> EXERCISES TO COMPLETE
1/ From the sculptor's interview transcript, return the passage from "It will tumble" up to and including "you wanna do.", unchanged.
2/ In the sculptor's interview transcript, which TV show does the speaker say they were the lead sculptor on?

I'm the guy who gets in trouble at the museums for touching everything (chuckles).
So it's like, "Ooh, I need to touch that."
I'm a very tactile person.
A painting or a drawing is an illusion of depth, an illusion of something in the real world where sculpture is something in the real world.
Soon after college, I was back in Minneapolis, I started working in commercials doing special effects and props and stuff.
I wanted to go to the left coast and felt like the art was a little bit more accessible here and there were still the Old Guard in Minneapolis and it seemed like all the galleries were still pretty conservative and that wasn't the direction I wanted to go with my art.
And so came out here to keep my pursuit of sculpting going.
♪ PJs ♪ - I started working sculpting characters for Will Vinton for "PJs".
And then from the "PJs", they had another TV show called "Gary and Mike" that I was the lead sculptor on.
And in between the two, there's a bunch of commercials that I sculpted characters for.
- [Narrator] Fruity and Cocoa Pebbles rocks your whole mouth.
- It's kind of a crash course in stop motion animation, puppet building.
(mid tempo music) (dog panting) I also worked for Laika on "Coraline, I got to work on Forcible, and the young Forcible and Spink, and mouse and bunch of side characters and stuff like that.
"The Boxtrolls", that was really fun.
I think I did all the red hats, bodies, and yeah, just a bunch of characters for "The Boxtrolls", that was a fun project.
My personal work comes to me usually out of the need to make something.
When I get an idea for a piece, so I'll do a quick sketch of it.
I'll then think about the materials I wanna make it in and go from there, and then make a mold of it and cast it.
(rotocasting machine whirring) This is a rotocasting machine.
It will tumble your mold.
So this works with gravity pulling the resin around and around and around.
So as it's spinning around, it's coating the whole inside of the mold.
To me, it's a process.
I'm a very process oriented person.
I like setting up my own problems and then solving them.
My first casting didn't go so well (chuckles).
And then I got a face, that was better.
And I got this out of it, some of the body, but it wasn't getting in the back of the head at all.
So then I did this one and I tried to do it with less resin and it wasn't enough.
And so I just got this thin skin and a weird lump on the back of the head.
So the difference between doing commercial work versus your own personal work, in the commercial works, you are given an assignment and you have to work within the parameters of what is expected.
So you don't always have the freedom to do exactly what you wanna do.
There she is.
I think I can use that.
It's an assignment.
It's kinda like school.

> THE DATA

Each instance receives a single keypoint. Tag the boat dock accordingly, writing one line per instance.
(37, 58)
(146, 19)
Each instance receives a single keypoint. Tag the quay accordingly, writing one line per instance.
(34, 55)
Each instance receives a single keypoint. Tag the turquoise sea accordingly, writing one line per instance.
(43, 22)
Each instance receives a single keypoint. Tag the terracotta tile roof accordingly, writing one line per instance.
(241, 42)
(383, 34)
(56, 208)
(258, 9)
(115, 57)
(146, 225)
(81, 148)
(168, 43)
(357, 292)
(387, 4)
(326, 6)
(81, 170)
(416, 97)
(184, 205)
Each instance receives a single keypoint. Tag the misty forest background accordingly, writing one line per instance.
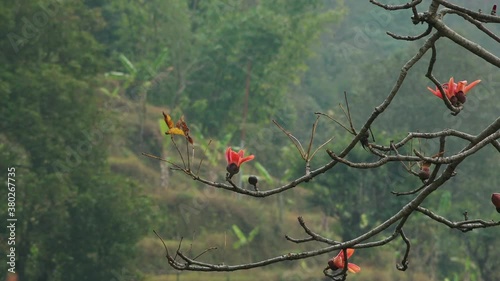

> RESULTS BY TASK
1/
It will tumble your mold.
So this works with gravity pulling the resin around and around and around.
So as it's spinning around, it's coating the whole inside of the mold.
To me, it's a process.
I'm a very process oriented person.
I like setting up my own problems and then solving them.
My first casting didn't go so well (chuckles).
And then I got a face, that was better.
And I got this out of it, some of the body, but it wasn't getting in the back of the head at all.
So then I did this one and I tried to do it with less resin and it wasn't enough.
And so I just got this thin skin and a weird lump on the back of the head.
So the difference between doing commercial work versus your own personal work, in the commercial works, you are given an assignment and you have to work within the parameters of what is expected.
So you don't always have the freedom to do exactly what you wanna do.

2/ "Gary and Mike"